§ Provided passage
####################

For a real sense of the city’s epic scale, you need to get up into the sky, into one of New York's unparalleled observatories. The sometime chaos of New York sidewalks gives way to a clarity on the upper stories. The grids of streets, the flow of traffic, and architectural masterpieces from across the eras all come into clear focus. There’s no bad time to take an eagle eye to the lives of millions of New Yorkers, but if you can time it, we’d steer you to dusk, when you can enjoy both sunset and the thrill of watching the city’s lights flickering to life.
EMPIRE STATE BUILDING. Ever since its 1931 completion, the Empire State Building has been the most famous skyscraper in the world. It remains a vital part of NYC and an inspiration to the millions of visitors who ascend to the ESB observation deck in every season. Despite the feel of another age conveyed by the building’s Art Deco style, the Empire State Building is very much a modern phenomenon. From its pioneering energy efficiency to its selfie-friendly panoramas, the structure stands firmly in the 21st century.
The 86th floor is home to the Observation Deck, one of the most famous spots in all of New York. When you step out onto the platform time slows down. It’s open to the elements, and you’ll feel the breeze, with the city’s hum still audible, but quieted by the remove. The views are, of course, unparalleled. Main thoroughfares are seen as the arteries that they are, pulsing with traffic. Competitor buildings are reduced to the size of a child’s block set. The views from the deck go 360° and a look into the distances will reveal the curvature of the Earth. (You can see five states from here.)

####################

§ What you need to do
[A] Using the passage on New York's observatories, answer these:
(i) What time of day does it recommend for a visit?
(ii) In what year was the Empire State Building completed?
(iii) On which floor is the Observation Deck?
[B] Why does the passage on New York's observatories suggest going up at dusk? Answer in one to three sentences.
[C] Continue the passage on New York's observatories after its last sentence, keeping its tone and style.

Source records

####################

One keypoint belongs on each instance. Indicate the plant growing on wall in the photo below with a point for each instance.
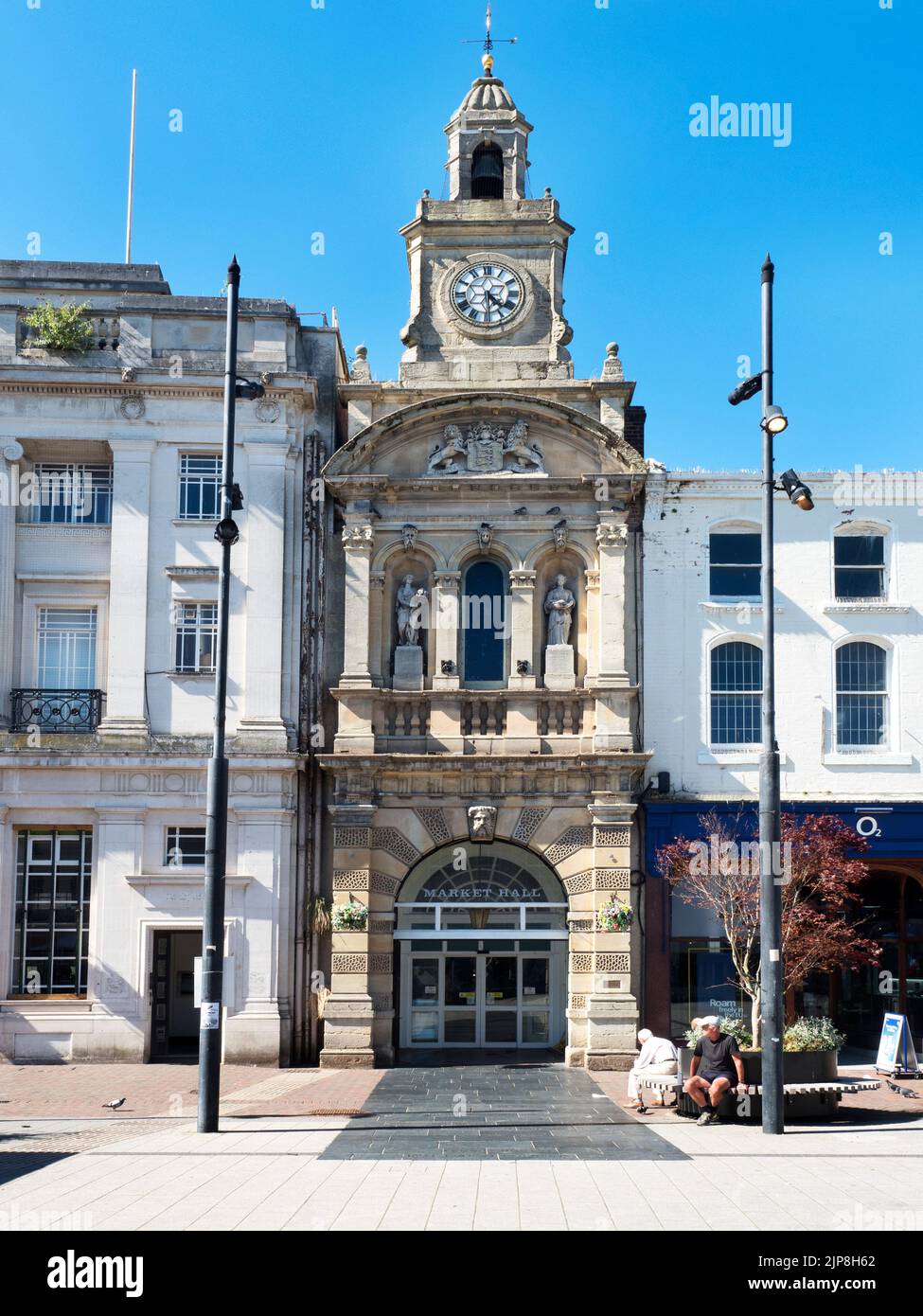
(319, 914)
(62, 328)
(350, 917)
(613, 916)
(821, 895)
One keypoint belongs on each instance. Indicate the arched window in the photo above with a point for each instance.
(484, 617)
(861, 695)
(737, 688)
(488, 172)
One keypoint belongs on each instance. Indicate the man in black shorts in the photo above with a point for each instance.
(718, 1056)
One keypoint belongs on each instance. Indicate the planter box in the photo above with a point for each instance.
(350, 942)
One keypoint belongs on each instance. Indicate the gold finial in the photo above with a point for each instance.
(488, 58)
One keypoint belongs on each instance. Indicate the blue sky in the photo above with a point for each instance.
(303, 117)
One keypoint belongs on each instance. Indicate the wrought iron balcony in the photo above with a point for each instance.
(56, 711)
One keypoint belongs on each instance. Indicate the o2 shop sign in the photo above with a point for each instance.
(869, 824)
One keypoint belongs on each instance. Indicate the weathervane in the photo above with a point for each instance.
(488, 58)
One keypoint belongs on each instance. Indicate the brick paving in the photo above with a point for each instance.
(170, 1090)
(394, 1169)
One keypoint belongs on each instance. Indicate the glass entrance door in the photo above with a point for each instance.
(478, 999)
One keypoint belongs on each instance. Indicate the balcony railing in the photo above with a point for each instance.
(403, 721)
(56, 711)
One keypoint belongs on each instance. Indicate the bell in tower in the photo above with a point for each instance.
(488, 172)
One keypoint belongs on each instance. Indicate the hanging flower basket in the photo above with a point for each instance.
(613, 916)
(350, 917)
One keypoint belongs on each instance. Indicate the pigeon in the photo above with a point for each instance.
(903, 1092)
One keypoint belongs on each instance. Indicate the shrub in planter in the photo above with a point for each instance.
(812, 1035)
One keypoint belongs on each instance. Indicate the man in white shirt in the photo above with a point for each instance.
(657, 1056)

####################

§ Answers to the exercise
[A]
(i) Dusk
(ii) 1931
(iii) The 86th floor

[B] At dusk you can enjoy the sunset and also watch the city's lights flicker to life.

[C]
Like any good New York institution, the Empire State Building keeps late hours. It’s open until 2am, and every bit as spectacular showing off the city lights as it is in the daytime. (The best times for avoiding peak traffic is to get in before 10am, or after 11pm.) If you’re looking for a post-Broadway experience, the ESB can’t be beat. Experience it yourself and you’ll know immediately why it’s one of the Seven Wonders of the Modern World. 20 W. 34th St., 212-736-3100, esbnyc.com
ONE WORLD OBSERVATORY. There’s only one tallest. Only one strongest. And only one destination selected as the Best New Attraction in the World. These attributes belong to One World Trade Center, and its pinnacle, the One World Observatory, rising over 100 stories in the sky.
You’ll learn some fast facts as you make your way to the elevators, confirming the superlatives: at 1,776 feet, One World Trade is the tallest building in the Western Hemisphere; with over 45 tons of steel and a unique concrete core, it’s the strongest building in the world.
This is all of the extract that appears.